> **LIST OF TASKS**:
a - Name every civilization mentioned in the forum discussion about the Khmer.
b - Extend the forum discussion about the Khmer, starting after the last line it shows.

> **SOURCE TEXT**:
——————

Khmer is OP.

I guess every city having at least a passive production of 18food/18faith/18production doesn't cut it for you.

Those are nice yields but
- you have to go holy site in every city
- you have to spend your pantheon on it (so for example you cant spend it on for example river goddess)
- you have to get a religion (which Khmer dont have a bonus torwards while still suffering from bad food/produciton early from tundra tiles) and spend a belief on this (so for example no feed the world for extra housing, food alone does not grow your cities when they dont have housing)
- for the +9 base you need to terrain to be in your favour or alot of build up
- you have to spend a card slot for double HS adjacency
- apart form the food every other civ in the game can do a similiar start as well
- you are still working weak tiles mostly until you can place woods in the late game
- its unflexible

I dont think thats nowhere near Canada who get extra yields on tundra. Take the food, for Canada a farm on tundra is 4 food on its own. Make it a triangle and get feudalism and you get 15 food from just 3 tiles. You just need a single builder for this instead of a district, a religion, a pantheon and a policy card. You can ofc get the same religon with canada as well if you want to to generate lots of faith and production. You can however chose other ways to play and still get all the extra yields. Its also not that big of a deal for Canada to miss DoA/work ethic.
 
Probably should have led with this statement. Khmer are definitely strong now, but strong doesn’t mean overpowered. They are a lot of fun though, and also quite versatile, which is great - since old Khmer was basically locked in to one way to play.

Old Khmer was certainly not locked into one way play. Like Russia, it is one of the most versatile civs in the game.

Also, it has always been pretty strong.

Its not just the size of the cities, its how fast you can get them big, and the synergy it has with certain religious abilities.
 
Those are nice yields but
- you have to go holy site in every city
- you have to spend your pantheon on it (so for example you cant spend it on for example river goddess)
- you have to get a religion (which Khmer dont have a bonus torwards while still suffering from bad food/produciton early from tundra tiles) and spend a belief on this (so for example no feed the world for extra housing, food alone does not grow your cities when they dont have housing)

——————

> **INFORMATION SHOWN**:
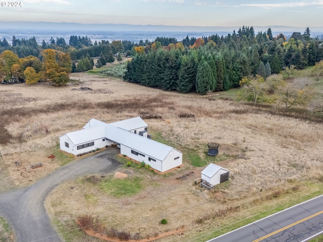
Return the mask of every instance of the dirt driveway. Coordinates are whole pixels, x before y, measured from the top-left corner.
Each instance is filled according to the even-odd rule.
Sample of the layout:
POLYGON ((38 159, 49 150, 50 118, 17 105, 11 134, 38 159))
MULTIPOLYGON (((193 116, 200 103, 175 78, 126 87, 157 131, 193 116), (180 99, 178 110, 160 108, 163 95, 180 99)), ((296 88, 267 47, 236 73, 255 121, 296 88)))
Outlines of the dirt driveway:
POLYGON ((52 227, 44 206, 50 191, 60 183, 80 175, 111 172, 120 163, 114 158, 119 149, 102 152, 71 162, 28 188, 0 194, 0 216, 13 228, 18 242, 62 241, 52 227))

——————

> **EXPECTED RESULTS**:
a - Khmer, Canada, Russia

b -
- for the +9 base you need to terrain to be in your favour or alot of build up
- you have to spend a card slot for double HS adjacency
- apart form the food every other civ in the game can do a similiar start as well
- you are still working weak tiles mostly until you can place woods in the late game
- its unflexible

I dont think thats nowhere near Canada who get extra yields on tundra. Take the food, for Canada a farm on tundra is 4 food on its own. Make it a triangle and get feudalism and you get 15 food from just 3 tiles. You just need a single builder for this instead of a district, a religion, a pantheon and a policy card. You can ofc get the same religon with canada as well if you want to to generate lots of faith and production. You can however chose other ways to play and still get all the extra yields. Its also not that big of a deal for Canada to miss DoA/work ethic.

You have to work for Khmer to get the Aurora Pantheon, but you have to with Canada as well. Russia certainly has a easy path to one of the first three religions, but of the three times I have tested out Khmer-Tundra I was able to get Aurora twice and there have been times I was unable to get Aurora with Russia. Getting a religion with Khmer is not a problem since your faith production with 2 holy sites should crush any other civ besides maybe Mali. Just brute force buy a Great Prophet with faith and get work ethic churning as early as possible.

As far as other tiles go I stack Groves one tile apart as much as possible. The bonuses from a grove stack and the food/culture and faith from generic wooded tundra tiles gets to be insane especially when it's combined with the Khmer temple building and the dark gods governor. Don't have to build much other than holy sites, aqueducts & sanctuaries (and their buildings) to crush. In fact other districts can get in the way so plan well. Don't bash me until you try it.
 
You have to work for Khmer to get the Aurora Pantheon, but you have to with Canada as well.

Thats true BUT canada does not need that pantheon to have a great tundra game. They get nice yields on basically every tunda tile once they imrpove it. Who cares if you have 1 food as base yield when you get +3 with a farm? Who cares if a woods tile has just 1 production when you get +4 production from a lumber mill?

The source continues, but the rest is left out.